Can you transcribe every record below exactly as it appears?

>>

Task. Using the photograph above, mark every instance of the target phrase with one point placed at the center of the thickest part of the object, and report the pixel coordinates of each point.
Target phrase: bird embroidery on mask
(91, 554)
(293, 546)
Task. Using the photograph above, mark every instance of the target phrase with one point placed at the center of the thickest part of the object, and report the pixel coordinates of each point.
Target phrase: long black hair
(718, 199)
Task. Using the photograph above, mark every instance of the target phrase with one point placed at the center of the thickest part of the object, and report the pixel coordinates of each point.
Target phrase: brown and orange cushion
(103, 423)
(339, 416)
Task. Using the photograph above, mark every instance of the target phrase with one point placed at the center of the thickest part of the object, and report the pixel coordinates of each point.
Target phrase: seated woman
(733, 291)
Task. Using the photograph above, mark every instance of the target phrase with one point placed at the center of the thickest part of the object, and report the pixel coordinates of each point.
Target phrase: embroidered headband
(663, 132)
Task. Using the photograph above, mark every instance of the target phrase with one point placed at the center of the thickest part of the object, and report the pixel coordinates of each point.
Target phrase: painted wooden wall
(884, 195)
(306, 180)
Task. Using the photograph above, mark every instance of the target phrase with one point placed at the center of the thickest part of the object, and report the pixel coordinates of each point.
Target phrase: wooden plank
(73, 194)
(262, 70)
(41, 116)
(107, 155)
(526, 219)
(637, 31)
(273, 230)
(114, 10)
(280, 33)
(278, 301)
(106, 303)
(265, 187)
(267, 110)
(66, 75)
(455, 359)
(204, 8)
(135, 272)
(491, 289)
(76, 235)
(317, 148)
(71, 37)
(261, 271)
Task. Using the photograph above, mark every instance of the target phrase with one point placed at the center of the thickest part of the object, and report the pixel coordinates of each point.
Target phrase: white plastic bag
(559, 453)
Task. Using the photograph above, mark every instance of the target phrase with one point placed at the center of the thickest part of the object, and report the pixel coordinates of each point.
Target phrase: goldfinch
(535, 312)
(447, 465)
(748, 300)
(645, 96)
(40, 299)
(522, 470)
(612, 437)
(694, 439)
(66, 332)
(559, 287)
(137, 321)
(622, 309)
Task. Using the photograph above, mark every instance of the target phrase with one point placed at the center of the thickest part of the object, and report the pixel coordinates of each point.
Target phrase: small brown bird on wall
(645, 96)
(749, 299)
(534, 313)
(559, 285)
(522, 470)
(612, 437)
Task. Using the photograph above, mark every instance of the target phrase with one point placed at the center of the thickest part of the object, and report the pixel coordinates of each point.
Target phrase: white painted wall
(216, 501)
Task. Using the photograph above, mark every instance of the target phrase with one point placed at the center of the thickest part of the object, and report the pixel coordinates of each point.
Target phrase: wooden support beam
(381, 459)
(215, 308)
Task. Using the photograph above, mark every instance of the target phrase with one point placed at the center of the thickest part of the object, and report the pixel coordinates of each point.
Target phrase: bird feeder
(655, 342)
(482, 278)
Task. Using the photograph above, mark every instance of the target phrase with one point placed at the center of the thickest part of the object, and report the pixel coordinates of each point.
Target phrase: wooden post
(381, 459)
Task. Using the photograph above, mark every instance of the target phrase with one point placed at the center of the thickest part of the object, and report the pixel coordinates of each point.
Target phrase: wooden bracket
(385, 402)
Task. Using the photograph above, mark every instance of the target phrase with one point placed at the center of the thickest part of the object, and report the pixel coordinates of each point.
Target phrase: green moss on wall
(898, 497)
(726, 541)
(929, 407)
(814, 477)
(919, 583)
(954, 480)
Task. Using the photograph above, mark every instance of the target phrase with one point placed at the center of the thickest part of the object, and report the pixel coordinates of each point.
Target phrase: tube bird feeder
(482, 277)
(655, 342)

<<

COMPLETE OUTPUT:
Task. Using the photograph above, mark every instance of the target phrase with one point placed at the center of the thickest part of the object, and report the pixel coordinates of each point.
Target phrase: bird embroidery on mask
(91, 554)
(293, 546)
Task. Using the photograph above, mark every instance of the target phrase with one point placed at the center of the thickest part of the object, and report the pixel coordinates of each point.
Target phrase: long black hair
(718, 199)
Task. Using the photograph above, mark every instance of the target phrase with one point placed at the center of the thickest part of the object, and report the pixel coordinates of each point.
Target phrase: brown and orange cushion
(103, 423)
(339, 416)
Task. Using the photograph above, mark every instance of the target phrase with one point placed at the center of the thickest part of the object, and report the pixel coordinates of each point.
Target phrase: seated woman
(733, 291)
Task. Using the photograph above, mark every instance of the target phrase with one point placed at the center of the thickest part of the object, and report the pixel coordinates of each point.
Target phrase: embroidered headband
(663, 132)
Task. Using the photograph above, mark every instance of the target phrase with one point placed at the center of the thickest part of the object, and report the pixel coordinates of each point.
Target phrase: painted wooden wall
(884, 195)
(306, 180)
Task. Using the photograph above, mark every instance of the target phrase with one point placed at the center of the thickest part of the object, and report the pixel coordinates of each point.
Target phrase: wooden plank
(73, 194)
(262, 70)
(41, 116)
(107, 155)
(526, 219)
(637, 31)
(273, 230)
(114, 10)
(280, 33)
(278, 301)
(106, 303)
(265, 187)
(267, 110)
(66, 75)
(455, 359)
(204, 8)
(135, 272)
(491, 289)
(76, 235)
(317, 148)
(71, 37)
(261, 271)
Task. Using the photograph above, mark every instance of the target phrase with one point placed at the center of the thickest part of the object, and report the pixel coordinates of each point.
Target phrase: white plastic bag
(559, 453)
Task. Using the photograph above, mark every instance of the target phrase with one point placed at the center of the thickest part of the object, and report the pixel coordinates of each point.
Target phrase: goldfinch
(535, 312)
(447, 465)
(748, 300)
(645, 96)
(40, 299)
(522, 470)
(612, 437)
(694, 439)
(66, 332)
(559, 287)
(137, 321)
(622, 309)
Task. Using the photograph above, mark every instance of the target phrase with one point placed at the center of the thickest part of the object, and report the pixel coordinates of each point.
Target phrase: small brown bird on wall
(645, 96)
(749, 299)
(534, 313)
(559, 285)
(522, 470)
(612, 437)
Task. Using the photograph above, mark every instance of the target phrase with one point placed at the center of the thickest part of the object, and report the pixel coordinates of each point.
Target phrase: white painted wall
(216, 501)
Task. Using the photograph above, mark every instance of the target phrase with one point placed at the center of the thickest part of the object, and report the pixel coordinates of each point.
Target phrase: wooden support beam
(381, 459)
(215, 308)
Task. Using the photograph above, mark every instance of the target phrase with one point placed at the center of the thickest part of the object, and report the pixel coordinates of each point.
Target phrase: bird feeder
(655, 342)
(482, 278)
Task. Using the photograph above, mark every instance of the target phrase with one point placed at the center of the thickest part of the object, and report the pixel coordinates of each point.
Target phrase: wooden post
(381, 459)
Task. Using the photograph above, mark every instance of the target phrase with one point placed at the center of the thickest part of the object, and report the pixel coordinates of each point.
Target phrase: wooden bracket
(385, 402)
Task. Using the photograph above, mark every instance of the target phrase with one point placed at the center of the thickest part of the object, and report the pixel coordinates of each point.
Target phrase: green moss on wall
(898, 497)
(726, 541)
(929, 407)
(814, 477)
(919, 583)
(954, 480)
Task. Using the photograph above, mark every instance of the target phrase with one point placed at the center of the thickest part of the object, and report the pixel coordinates of each point.
Target phrase: tube bird feeder
(482, 277)
(655, 342)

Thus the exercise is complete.